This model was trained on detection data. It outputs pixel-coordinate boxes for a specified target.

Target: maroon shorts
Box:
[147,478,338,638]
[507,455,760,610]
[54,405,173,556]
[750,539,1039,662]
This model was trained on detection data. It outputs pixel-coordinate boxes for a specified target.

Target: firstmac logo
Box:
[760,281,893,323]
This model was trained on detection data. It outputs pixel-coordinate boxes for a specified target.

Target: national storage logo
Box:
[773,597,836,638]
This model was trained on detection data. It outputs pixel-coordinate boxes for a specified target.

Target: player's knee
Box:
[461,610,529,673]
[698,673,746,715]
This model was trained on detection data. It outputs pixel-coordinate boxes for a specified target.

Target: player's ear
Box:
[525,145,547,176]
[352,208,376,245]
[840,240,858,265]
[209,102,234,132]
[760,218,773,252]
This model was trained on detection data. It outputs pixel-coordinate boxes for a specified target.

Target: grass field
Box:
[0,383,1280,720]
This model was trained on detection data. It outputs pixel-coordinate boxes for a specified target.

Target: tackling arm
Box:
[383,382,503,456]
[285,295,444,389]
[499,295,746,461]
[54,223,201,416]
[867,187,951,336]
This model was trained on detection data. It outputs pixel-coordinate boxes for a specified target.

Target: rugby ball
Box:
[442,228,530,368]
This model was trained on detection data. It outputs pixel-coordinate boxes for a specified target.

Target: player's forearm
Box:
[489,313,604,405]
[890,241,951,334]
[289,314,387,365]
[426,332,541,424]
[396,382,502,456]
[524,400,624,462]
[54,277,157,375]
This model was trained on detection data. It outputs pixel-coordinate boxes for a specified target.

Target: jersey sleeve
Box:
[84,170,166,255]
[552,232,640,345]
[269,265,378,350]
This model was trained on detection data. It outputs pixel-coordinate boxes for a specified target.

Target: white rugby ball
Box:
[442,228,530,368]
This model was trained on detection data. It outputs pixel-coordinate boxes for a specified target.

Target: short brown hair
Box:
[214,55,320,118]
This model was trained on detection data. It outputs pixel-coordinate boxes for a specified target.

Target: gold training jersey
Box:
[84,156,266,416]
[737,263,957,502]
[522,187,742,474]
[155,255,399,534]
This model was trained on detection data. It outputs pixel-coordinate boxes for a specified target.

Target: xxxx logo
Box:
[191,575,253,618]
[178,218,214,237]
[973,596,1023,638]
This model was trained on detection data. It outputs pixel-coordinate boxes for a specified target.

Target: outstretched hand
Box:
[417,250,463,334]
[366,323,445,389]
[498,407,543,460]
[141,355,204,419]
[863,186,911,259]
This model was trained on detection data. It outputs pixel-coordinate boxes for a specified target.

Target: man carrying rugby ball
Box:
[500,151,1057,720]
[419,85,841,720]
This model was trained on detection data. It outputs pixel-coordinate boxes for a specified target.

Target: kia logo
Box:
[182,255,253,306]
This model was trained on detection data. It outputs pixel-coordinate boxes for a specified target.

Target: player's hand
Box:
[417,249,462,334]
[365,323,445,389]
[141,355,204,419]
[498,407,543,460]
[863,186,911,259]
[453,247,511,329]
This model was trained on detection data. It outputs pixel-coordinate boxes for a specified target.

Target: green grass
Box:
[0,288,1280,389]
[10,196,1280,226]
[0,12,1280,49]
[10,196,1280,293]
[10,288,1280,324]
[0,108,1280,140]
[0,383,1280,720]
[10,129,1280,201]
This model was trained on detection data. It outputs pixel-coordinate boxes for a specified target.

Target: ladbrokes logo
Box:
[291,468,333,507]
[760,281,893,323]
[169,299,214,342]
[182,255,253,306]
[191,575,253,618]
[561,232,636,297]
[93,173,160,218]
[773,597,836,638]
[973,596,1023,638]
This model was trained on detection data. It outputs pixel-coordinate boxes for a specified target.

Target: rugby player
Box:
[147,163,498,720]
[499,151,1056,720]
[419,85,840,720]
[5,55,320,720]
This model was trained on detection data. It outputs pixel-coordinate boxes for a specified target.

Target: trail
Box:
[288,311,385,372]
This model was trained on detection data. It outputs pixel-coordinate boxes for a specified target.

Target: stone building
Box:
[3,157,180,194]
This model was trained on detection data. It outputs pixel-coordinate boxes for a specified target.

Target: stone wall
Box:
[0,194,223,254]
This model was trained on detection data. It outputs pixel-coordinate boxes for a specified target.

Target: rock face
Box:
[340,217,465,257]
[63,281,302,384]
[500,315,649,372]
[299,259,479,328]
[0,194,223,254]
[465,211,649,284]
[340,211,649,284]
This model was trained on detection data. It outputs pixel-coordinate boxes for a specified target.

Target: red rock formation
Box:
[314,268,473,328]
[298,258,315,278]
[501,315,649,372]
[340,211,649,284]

(TO BE DONE): Can you duplicate all of the records above line for line, keeping every character unchanged?

(ANSWER FOR THIS EXERCISE):
This model was trained on detection data. It outputs pixel-coordinate boxes for a specified target.

Target: maroon shorts
Box:
[147,478,338,638]
[507,455,760,610]
[54,405,173,556]
[750,539,1039,662]
This model was trained on detection data. It outputs pixel-coordinate boxes for a specified target.

Target: firstmac logo
Box:
[760,281,893,323]
This model was trained on detection data. It outputs pixel-coordinate boxes for a specified target.

Target: national storage logo
Box:
[773,597,836,638]
This model was trained on detection data. It outputs pixel-coordinate boxes for a specified target.

Target: player's knee
Box:
[461,610,529,673]
[698,673,746,715]
This model was trained on detection data. It outputs pixel-coordinate boxes for a specified target.

Target: player's ear
Box:
[525,145,547,176]
[352,208,376,245]
[840,240,858,265]
[209,102,234,132]
[760,218,773,252]
This model was trained on detection data. It outputs pixel-coordinate boxes for a specified target.

Target: grass field
Box:
[0,383,1280,720]
This model was trained on detection data. It outputs pixel-coordinate boxes for a specified target.

Target: tackling arm
Box:
[383,382,503,456]
[285,295,444,389]
[499,295,746,461]
[54,223,201,416]
[867,187,951,336]
This model was trained on detection data. It outputs pixel-coordinate boxes for a specified target.

Target: rugby ball
Box:
[442,228,530,368]
This model was trained on detection data. It outputs pixel-coordinate boxes for a specified target.

Target: player's forearm
Box:
[489,313,604,405]
[890,241,951,334]
[289,314,387,365]
[426,332,541,424]
[396,382,502,456]
[524,400,624,462]
[54,277,157,375]
This model was trained on detection data. It outputs pixel-coordinate boxes for a specified target.

Target: jersey sleeve
Box:
[84,170,166,255]
[552,232,640,345]
[269,265,378,350]
This model was trained on detection data. It outputs pixel-coordinate boxes for a specified target.

Target: white rugby ball
Box:
[442,228,530,368]
This model was trained on detection data. It outputs pixel-coordinate boxes for a specified target.

Target: short brown hair
Box:
[214,55,320,118]
This model was trained on detection data. It outputs pixel-coordinate boxes for a specified target.

Target: gold training jersey
Box:
[84,156,266,416]
[737,263,957,502]
[522,187,742,474]
[155,255,399,534]
This model was trained on detection data. It outputs pixel-coordinate boxes for a specified target.

Target: xxxx logo
Box:
[191,575,253,618]
[178,218,214,237]
[973,596,1023,638]
This model was trained on detection data. It outputs pixel-coordinate boxes for a specified target.

Target: outstretched hand
Box:
[417,250,463,334]
[366,323,445,389]
[498,407,543,460]
[141,355,204,419]
[863,186,911,259]
This model was trained on detection data. It outputs pixel-coordinate boxes for a specified target.

Target: man carrying rugby ball
Box:
[500,151,1057,720]
[419,85,841,720]
This model was trained on detection data. It outputs pixel-coordinate boxes for a specified target.

Target: kia logo
Box:
[182,255,253,306]
This model was trained on detection data. It outputs pixel-coordinate boxes for a specified target.

Target: player's hand
Box:
[417,249,462,334]
[365,323,445,389]
[141,355,204,419]
[498,407,543,460]
[863,186,911,259]
[453,247,511,329]
This model was trained on detection data. It outputs pixel-coordinate boxes for a specified target.

Target: green grass
Box:
[0,288,1280,389]
[10,196,1280,226]
[0,12,1280,49]
[10,196,1280,293]
[10,288,1280,324]
[0,108,1280,140]
[0,383,1280,720]
[10,129,1280,201]
This model was trained on detection data. It outputs pixel-coordinate boxes for a specified target.

Target: ladbrokes logo
Box:
[291,468,333,507]
[760,281,893,323]
[169,299,214,342]
[182,255,253,306]
[191,575,253,618]
[561,232,636,297]
[93,173,160,218]
[773,597,836,638]
[973,596,1023,638]
This model was trained on detection data. It outputs pixel-coordinate boxes for a specified target.

Target: rugby player
Box:
[147,163,498,720]
[499,151,1056,720]
[419,85,840,720]
[5,55,320,720]
This model was trained on detection data. It outputs pixel-coordinate boxes for a specified target.

Target: trail
Box:
[288,311,385,372]
This model was trained on detection data. It outputs pixel-coordinate boxes for a specified target.

Target: stone building
Box:
[3,157,180,194]
This model was trained on detection data. It outputs pixel-coordinate boxes for a specified target.

Target: stone wall
Box:
[0,194,223,254]
This model was trained on detection data. It outputs pixel-coordinate boxes for a specified target.

Target: rock face
Box:
[340,217,465,257]
[63,281,302,384]
[500,315,649,372]
[299,259,479,328]
[0,194,223,254]
[465,211,649,284]
[340,211,649,284]
This model was trained on detection data. It outputs pixel-coordinate boxes for a specified target.

Target: red rock formation
Box:
[314,268,473,328]
[298,258,315,278]
[501,315,649,372]
[340,211,649,284]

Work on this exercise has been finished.